Jobs>
**a)** Return the passage of the PostgreSQL index-creation thread verbatim, starting with "You don't need" and going on through "sufficiently accurate estimate.".
**b)** Retype the records without any change, starting with their very first line and going on through the line with "[[[0,144],[28,144],[35,153],[256,153],[256,122],[1,121]]]", both included.
**** Document segment
You don't need to do SELECT COUNT(*) if you only need an approximate
number. You can look at pg_class.reltuples:

    SELECT reltuples FROM pg_class WHERE relname = 'impressions';

That should be a sufficiently accurate estimate.

> The above is when it had finished copying the table and started on the
> index..
>
> Well as I said I'm running out of storage as the index is creating some
> serious data on the filesystem, I'll have to kill it, try to massage the
> data a bit and increase the maintenance_work mem to use some of my 256GB
> of ram to try to get through this. Right now the 100% cpu process which
> is this index is only using 3.5GB and has been for the last 15 hours

Please post details on the configuration (shared_buffer, work_mem,
maintenance_work_mem and such).

BTW while the the CREATE INDEX is reporting 3.5GB, it most likely wrote
a lot of data into on-disk chunks when sorting the data. So it's
actually using the memory through page cache (i.e. don't increase
maintenance_work_mem too much, you don't want to force the data to disk
needlessly).

regards

--
Tomas Vondra                  http://www.2ndQuadrant.com
PostgreSQL Development, 24x7 Support, Remote DBA, Training & Services


Re: Index creation running now for 14 hours

From
Peter Geoghegan
Date:
On Wed, Aug 26, 2015 at 3:36 PM, Tomas Vondra
<tomas.vondra@2ndquadrant.com> wrote:
>> But I guess the answer is, no real way to tell what the box is doing
>> when it's creating an index. Yes there was a lock, no I could not find a
>> way to see how it's progressing so there was no way for me to gauge when
>> it would be done.
>
>
> Had it been waiting on a lock, it wouldn't consume 100% of CPU.

When things are going out to disk anyway, you're often better off with
a lower maintenance_work_mem (or work_mem). It's actually kind of
bogus than run size is dictated by these settings. Reducing it will
tend to make tuplesort's maintenance of the heap invariant
inexpensive, while not really making the merge phase more painful. I
would try 128MB of maintenance_work_mem. That could be significantly
faster. Check how the I/O load on the system compares with a higher
maintenance_work_mem setting. Often, this will make the sort less CPU
bound, which is good here.

I am currently working on making this a lot better in Postgres 9.6.
Also, note that text and numeric sorts will be much faster in 9.5.

Of course, as Tomas says, if you don't have the disk space to do the
sort, you're not going to be able to complete it. That much is very
clear.

If you're really worried about these costs, I suggest enabling
trace_sort locally, and monitoring the progress of this sort in the
logs.

--
Regards,
Peter Geoghegan
********
**** Data for this exercise
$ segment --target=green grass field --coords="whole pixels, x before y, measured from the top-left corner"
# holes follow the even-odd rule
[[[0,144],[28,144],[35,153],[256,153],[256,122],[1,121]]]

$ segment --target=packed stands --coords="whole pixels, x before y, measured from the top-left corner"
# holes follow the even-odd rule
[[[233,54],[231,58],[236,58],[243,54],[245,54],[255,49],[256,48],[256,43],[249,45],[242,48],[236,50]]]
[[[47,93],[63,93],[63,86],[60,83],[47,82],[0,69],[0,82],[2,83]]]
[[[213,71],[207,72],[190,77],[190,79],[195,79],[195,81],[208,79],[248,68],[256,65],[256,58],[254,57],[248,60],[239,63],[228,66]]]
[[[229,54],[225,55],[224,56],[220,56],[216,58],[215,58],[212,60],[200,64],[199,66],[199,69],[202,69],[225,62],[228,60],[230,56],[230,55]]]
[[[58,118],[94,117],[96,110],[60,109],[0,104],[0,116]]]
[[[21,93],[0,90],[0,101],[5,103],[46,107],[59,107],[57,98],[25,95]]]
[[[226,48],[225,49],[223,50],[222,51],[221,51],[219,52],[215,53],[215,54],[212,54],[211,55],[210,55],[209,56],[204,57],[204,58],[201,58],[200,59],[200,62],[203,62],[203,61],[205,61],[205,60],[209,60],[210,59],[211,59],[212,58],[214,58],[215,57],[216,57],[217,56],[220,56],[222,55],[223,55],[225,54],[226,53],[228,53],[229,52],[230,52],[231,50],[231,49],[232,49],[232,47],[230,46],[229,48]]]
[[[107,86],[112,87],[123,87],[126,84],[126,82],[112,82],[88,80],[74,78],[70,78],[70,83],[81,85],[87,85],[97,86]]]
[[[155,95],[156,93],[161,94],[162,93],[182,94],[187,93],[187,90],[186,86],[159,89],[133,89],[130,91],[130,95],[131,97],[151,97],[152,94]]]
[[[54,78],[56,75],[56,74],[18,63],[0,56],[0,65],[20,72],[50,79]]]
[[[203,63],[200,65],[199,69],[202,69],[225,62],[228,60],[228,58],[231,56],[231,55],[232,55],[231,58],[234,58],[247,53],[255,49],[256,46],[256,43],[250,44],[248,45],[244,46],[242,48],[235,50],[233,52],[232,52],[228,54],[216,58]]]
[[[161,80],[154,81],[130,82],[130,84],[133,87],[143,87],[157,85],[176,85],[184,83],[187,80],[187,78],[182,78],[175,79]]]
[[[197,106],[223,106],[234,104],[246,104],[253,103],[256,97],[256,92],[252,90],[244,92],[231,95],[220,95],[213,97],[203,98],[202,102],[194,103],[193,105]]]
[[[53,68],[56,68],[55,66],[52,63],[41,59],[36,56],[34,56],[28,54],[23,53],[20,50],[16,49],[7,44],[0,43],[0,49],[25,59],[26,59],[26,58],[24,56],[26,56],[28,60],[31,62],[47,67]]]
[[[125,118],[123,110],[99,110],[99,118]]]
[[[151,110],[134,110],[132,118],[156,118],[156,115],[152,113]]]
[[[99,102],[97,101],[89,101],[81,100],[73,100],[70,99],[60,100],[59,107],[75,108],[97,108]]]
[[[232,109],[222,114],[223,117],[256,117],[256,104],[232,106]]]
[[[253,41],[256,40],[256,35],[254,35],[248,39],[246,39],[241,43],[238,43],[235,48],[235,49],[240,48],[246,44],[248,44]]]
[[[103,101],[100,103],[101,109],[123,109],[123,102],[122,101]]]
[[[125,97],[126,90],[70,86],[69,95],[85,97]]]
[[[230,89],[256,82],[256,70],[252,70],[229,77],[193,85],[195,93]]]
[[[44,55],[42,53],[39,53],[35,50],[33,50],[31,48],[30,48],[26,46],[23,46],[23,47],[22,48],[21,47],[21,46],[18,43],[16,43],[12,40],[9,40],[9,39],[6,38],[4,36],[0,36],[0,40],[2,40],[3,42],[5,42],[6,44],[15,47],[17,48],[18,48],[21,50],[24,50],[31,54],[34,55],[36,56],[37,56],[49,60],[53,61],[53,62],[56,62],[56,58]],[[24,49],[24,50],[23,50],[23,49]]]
********
Results in order>
**a)**
You don't need to do SELECT COUNT(*) if you only need an approximate
number. You can look at pg_class.reltuples:

    SELECT reltuples FROM pg_class WHERE relname = 'impressions';

That should be a sufficiently accurate estimate.

**b)**
$ segment --target=green grass field --coords="whole pixels, x before y, measured from the top-left corner"
# holes follow the even-odd rule
[[[0,144],[28,144],[35,153],[256,153],[256,122],[1,121]]]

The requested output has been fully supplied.